● **Work required**: Please show, copied in full, every line in the entries below that contains the word "shirt".

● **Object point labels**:
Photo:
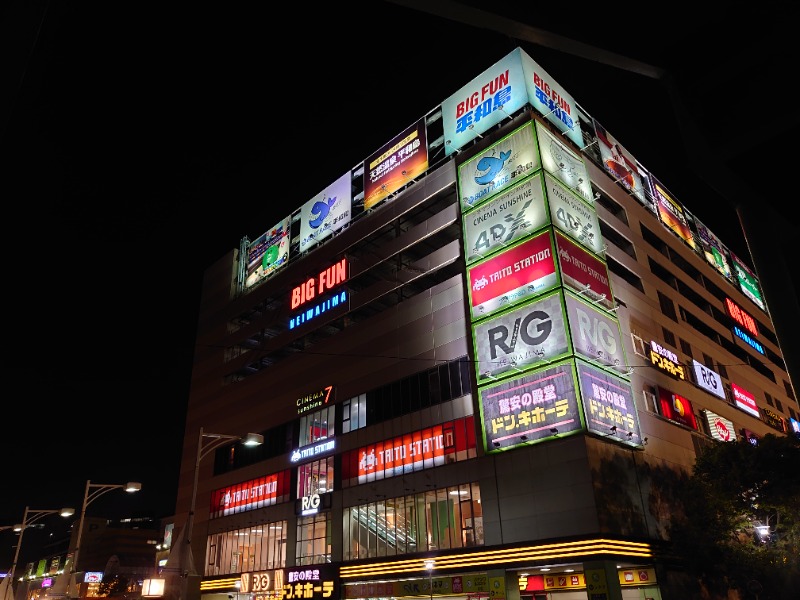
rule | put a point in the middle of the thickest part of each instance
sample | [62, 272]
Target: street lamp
[29, 517]
[90, 496]
[206, 443]
[430, 564]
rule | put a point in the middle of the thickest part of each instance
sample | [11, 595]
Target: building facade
[481, 360]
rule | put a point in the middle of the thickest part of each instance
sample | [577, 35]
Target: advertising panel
[515, 213]
[529, 408]
[551, 100]
[573, 216]
[671, 214]
[518, 339]
[512, 276]
[608, 402]
[485, 101]
[708, 379]
[720, 428]
[773, 419]
[583, 272]
[745, 400]
[249, 495]
[748, 282]
[564, 164]
[412, 452]
[498, 167]
[676, 408]
[304, 583]
[714, 251]
[595, 334]
[268, 253]
[621, 165]
[326, 213]
[395, 164]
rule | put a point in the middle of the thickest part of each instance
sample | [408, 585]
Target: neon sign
[326, 280]
[741, 316]
[666, 360]
[306, 315]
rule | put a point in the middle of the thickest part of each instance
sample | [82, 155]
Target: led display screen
[512, 276]
[513, 214]
[498, 167]
[530, 406]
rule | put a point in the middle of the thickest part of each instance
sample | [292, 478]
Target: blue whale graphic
[492, 166]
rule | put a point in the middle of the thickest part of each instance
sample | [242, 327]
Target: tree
[740, 526]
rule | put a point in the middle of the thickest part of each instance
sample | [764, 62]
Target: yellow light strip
[216, 584]
[542, 552]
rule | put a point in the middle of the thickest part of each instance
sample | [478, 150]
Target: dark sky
[141, 141]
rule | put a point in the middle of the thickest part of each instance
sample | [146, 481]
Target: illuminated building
[488, 344]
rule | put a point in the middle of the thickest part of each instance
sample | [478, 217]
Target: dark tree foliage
[735, 492]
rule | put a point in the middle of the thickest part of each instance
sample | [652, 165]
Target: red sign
[741, 316]
[745, 400]
[249, 495]
[676, 408]
[516, 270]
[326, 280]
[582, 271]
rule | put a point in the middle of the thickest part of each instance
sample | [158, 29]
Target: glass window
[437, 519]
[313, 540]
[315, 477]
[317, 426]
[254, 548]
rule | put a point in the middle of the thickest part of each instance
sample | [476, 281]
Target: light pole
[29, 517]
[92, 493]
[430, 564]
[206, 443]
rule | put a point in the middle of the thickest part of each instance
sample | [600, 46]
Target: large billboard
[595, 334]
[573, 216]
[608, 405]
[498, 167]
[512, 276]
[517, 212]
[268, 253]
[622, 167]
[583, 272]
[326, 213]
[748, 282]
[564, 164]
[714, 251]
[671, 214]
[395, 164]
[551, 100]
[518, 339]
[530, 408]
[484, 102]
[500, 91]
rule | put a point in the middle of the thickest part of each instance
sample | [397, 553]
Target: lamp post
[430, 564]
[206, 443]
[29, 517]
[92, 493]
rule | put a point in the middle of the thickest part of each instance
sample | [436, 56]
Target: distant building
[479, 360]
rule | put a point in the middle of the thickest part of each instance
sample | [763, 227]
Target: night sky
[142, 141]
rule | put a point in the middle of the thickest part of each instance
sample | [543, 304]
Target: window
[317, 426]
[254, 548]
[435, 519]
[313, 540]
[354, 413]
[315, 477]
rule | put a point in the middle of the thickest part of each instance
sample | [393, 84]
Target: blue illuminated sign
[747, 339]
[305, 315]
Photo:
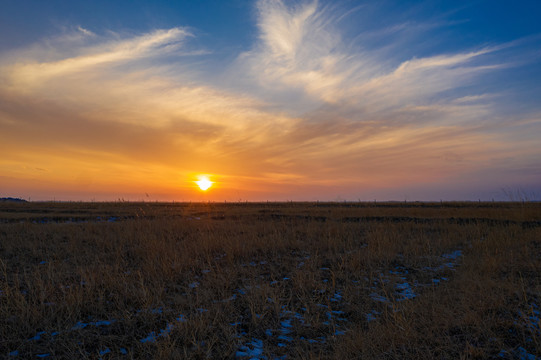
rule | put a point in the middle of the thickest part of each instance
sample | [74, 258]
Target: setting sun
[204, 183]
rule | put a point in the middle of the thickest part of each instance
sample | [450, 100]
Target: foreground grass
[292, 280]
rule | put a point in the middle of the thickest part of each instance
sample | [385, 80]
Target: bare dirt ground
[270, 280]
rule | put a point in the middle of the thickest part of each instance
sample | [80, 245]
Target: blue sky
[279, 100]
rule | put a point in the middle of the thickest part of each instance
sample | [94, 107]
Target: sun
[204, 183]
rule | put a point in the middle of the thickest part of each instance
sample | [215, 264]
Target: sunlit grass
[302, 280]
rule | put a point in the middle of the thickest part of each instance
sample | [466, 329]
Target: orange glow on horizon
[204, 183]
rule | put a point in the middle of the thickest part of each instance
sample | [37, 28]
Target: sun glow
[204, 183]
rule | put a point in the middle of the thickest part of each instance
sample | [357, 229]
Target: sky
[272, 100]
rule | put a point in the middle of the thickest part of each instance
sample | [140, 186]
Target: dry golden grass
[268, 280]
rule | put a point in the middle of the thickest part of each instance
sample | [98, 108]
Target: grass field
[270, 280]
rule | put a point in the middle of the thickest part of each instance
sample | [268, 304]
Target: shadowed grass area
[270, 280]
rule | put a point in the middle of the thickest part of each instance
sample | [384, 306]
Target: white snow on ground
[334, 319]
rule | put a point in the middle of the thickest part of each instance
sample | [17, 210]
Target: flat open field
[270, 280]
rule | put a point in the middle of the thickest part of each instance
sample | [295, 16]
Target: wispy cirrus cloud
[305, 105]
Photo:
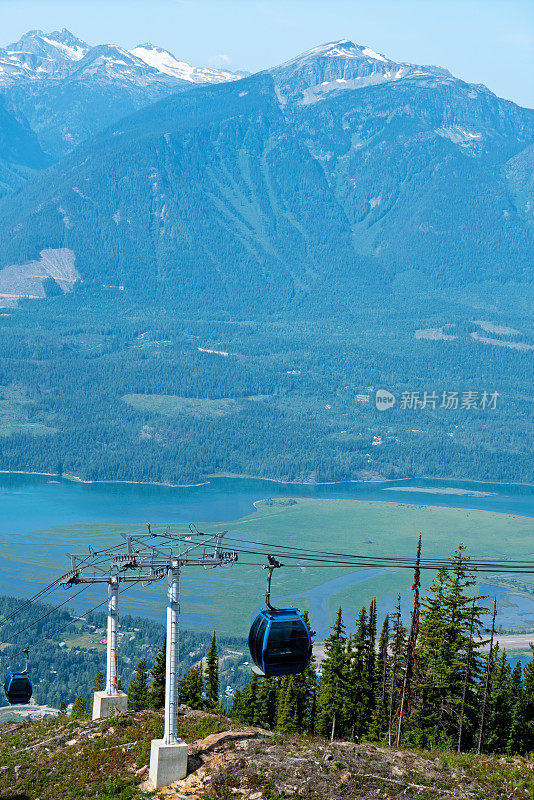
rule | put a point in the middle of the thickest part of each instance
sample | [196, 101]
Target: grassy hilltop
[64, 759]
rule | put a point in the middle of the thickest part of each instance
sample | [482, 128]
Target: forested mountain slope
[20, 153]
[236, 196]
[69, 90]
[276, 247]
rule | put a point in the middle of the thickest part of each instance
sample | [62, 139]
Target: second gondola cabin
[18, 688]
[279, 642]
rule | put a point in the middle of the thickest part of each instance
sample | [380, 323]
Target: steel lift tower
[160, 554]
[112, 700]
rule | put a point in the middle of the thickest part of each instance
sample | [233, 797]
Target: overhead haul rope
[74, 619]
[19, 609]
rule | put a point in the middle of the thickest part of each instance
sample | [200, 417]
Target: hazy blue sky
[482, 41]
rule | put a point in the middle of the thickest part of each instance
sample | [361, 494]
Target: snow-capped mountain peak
[57, 44]
[342, 65]
[165, 62]
[59, 54]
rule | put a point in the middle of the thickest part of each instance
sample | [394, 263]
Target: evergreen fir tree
[266, 703]
[528, 704]
[358, 683]
[332, 696]
[212, 676]
[138, 691]
[192, 686]
[244, 706]
[157, 688]
[501, 703]
[297, 697]
[79, 710]
[99, 684]
[379, 718]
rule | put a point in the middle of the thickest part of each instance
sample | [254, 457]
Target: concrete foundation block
[168, 762]
[105, 705]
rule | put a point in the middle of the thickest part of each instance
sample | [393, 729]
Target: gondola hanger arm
[271, 566]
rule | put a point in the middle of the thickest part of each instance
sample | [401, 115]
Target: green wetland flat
[43, 518]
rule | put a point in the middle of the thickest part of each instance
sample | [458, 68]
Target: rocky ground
[63, 759]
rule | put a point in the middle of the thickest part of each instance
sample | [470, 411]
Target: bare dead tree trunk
[487, 681]
[466, 676]
[411, 644]
[396, 647]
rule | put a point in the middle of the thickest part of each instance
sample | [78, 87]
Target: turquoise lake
[31, 505]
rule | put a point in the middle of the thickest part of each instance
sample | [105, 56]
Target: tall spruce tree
[528, 703]
[212, 676]
[138, 691]
[332, 696]
[266, 703]
[191, 687]
[297, 697]
[157, 689]
[501, 703]
[450, 668]
[245, 702]
[99, 683]
[79, 709]
[379, 718]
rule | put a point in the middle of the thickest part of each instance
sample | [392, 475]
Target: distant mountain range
[335, 169]
[68, 90]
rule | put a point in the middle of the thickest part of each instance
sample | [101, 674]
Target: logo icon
[384, 399]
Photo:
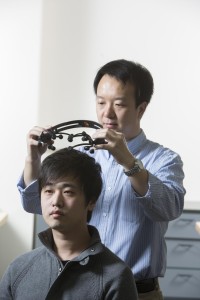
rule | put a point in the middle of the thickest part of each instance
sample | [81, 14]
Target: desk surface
[3, 217]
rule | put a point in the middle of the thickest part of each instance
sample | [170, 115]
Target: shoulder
[24, 261]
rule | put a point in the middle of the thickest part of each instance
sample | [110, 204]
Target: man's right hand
[35, 150]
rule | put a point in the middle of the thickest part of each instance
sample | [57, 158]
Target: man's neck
[68, 246]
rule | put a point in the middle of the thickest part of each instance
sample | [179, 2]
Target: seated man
[72, 263]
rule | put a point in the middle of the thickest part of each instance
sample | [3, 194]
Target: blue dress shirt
[133, 227]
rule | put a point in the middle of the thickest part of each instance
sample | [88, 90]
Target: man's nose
[57, 199]
[109, 111]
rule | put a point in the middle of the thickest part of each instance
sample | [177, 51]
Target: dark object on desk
[61, 129]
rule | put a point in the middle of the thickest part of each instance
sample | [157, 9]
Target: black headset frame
[59, 130]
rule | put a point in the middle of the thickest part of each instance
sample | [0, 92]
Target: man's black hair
[70, 162]
[129, 72]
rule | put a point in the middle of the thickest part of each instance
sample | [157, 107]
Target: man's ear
[141, 108]
[91, 206]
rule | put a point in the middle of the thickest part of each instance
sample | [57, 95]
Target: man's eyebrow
[116, 98]
[62, 184]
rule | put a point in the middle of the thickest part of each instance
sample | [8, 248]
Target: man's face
[115, 107]
[63, 205]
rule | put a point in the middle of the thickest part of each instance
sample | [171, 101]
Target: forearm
[163, 201]
[31, 170]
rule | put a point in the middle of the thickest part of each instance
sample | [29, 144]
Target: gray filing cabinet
[182, 278]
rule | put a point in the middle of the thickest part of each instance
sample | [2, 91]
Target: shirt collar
[137, 142]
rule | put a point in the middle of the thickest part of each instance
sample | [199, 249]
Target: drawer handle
[182, 278]
[183, 247]
[184, 221]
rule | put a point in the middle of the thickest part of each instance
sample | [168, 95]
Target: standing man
[72, 264]
[143, 181]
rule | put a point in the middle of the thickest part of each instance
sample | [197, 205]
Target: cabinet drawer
[183, 254]
[184, 227]
[181, 284]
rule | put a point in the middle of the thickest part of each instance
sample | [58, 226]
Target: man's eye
[68, 192]
[48, 191]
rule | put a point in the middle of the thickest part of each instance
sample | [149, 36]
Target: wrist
[136, 168]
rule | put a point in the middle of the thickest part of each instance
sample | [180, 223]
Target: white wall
[20, 29]
[163, 35]
[77, 37]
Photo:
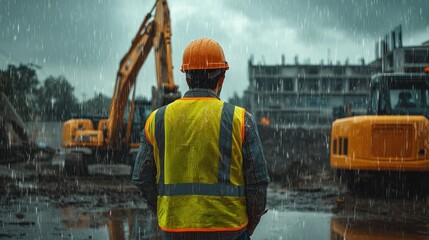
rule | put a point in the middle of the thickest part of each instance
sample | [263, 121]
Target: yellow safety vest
[198, 155]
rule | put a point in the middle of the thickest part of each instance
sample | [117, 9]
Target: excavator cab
[390, 142]
[399, 94]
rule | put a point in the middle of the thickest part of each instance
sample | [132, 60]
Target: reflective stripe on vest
[191, 195]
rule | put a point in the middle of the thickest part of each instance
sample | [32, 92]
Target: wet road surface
[105, 208]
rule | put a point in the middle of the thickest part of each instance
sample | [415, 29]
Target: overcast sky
[84, 40]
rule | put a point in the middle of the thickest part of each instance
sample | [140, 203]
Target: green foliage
[19, 84]
[53, 101]
[56, 99]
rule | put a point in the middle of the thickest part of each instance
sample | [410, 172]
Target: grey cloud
[356, 18]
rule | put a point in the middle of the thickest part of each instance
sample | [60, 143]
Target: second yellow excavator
[92, 140]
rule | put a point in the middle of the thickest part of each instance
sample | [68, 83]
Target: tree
[56, 99]
[19, 84]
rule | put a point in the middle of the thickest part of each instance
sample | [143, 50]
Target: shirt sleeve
[144, 173]
[255, 172]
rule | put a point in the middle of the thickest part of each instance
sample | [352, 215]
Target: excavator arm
[152, 34]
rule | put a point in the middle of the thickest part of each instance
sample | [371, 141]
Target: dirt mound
[292, 154]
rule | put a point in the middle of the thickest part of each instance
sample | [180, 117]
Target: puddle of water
[281, 225]
[40, 218]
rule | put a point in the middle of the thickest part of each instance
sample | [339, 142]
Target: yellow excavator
[95, 140]
[389, 146]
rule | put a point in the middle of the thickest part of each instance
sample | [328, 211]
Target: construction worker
[201, 165]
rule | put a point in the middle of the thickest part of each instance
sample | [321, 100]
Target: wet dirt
[39, 202]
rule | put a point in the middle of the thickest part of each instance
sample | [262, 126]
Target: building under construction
[312, 96]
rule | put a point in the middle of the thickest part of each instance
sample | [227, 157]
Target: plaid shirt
[255, 173]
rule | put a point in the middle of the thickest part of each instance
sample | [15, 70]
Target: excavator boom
[108, 134]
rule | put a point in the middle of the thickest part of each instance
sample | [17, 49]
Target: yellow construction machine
[95, 140]
[389, 146]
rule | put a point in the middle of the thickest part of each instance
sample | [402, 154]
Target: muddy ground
[39, 202]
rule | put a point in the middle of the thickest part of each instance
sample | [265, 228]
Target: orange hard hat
[203, 53]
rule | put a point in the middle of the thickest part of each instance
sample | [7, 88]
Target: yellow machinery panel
[383, 143]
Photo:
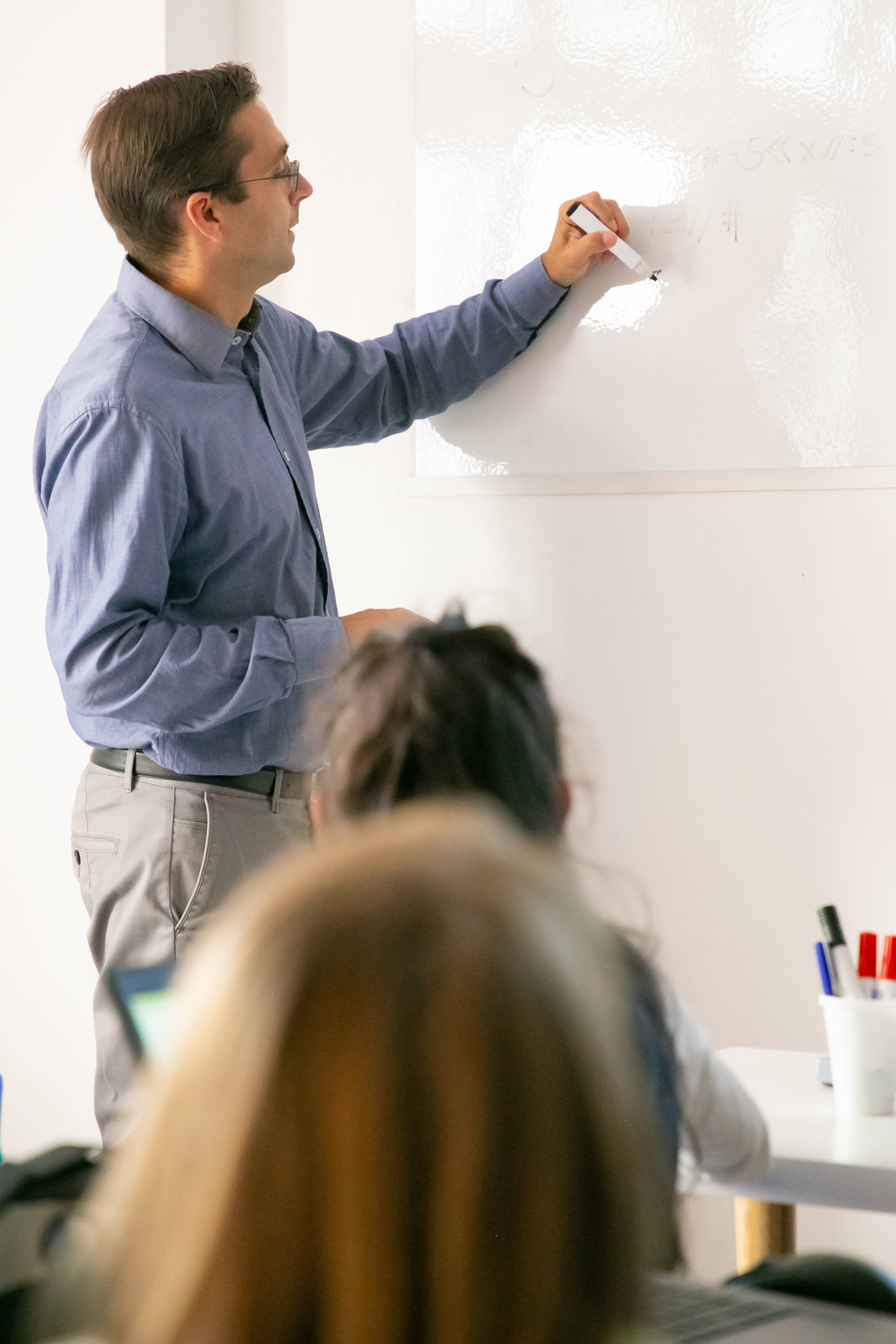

● **Response**:
Target: blue dress shirt
Target: shirt collar
Target: shirt sleeve
Target: plaid shirt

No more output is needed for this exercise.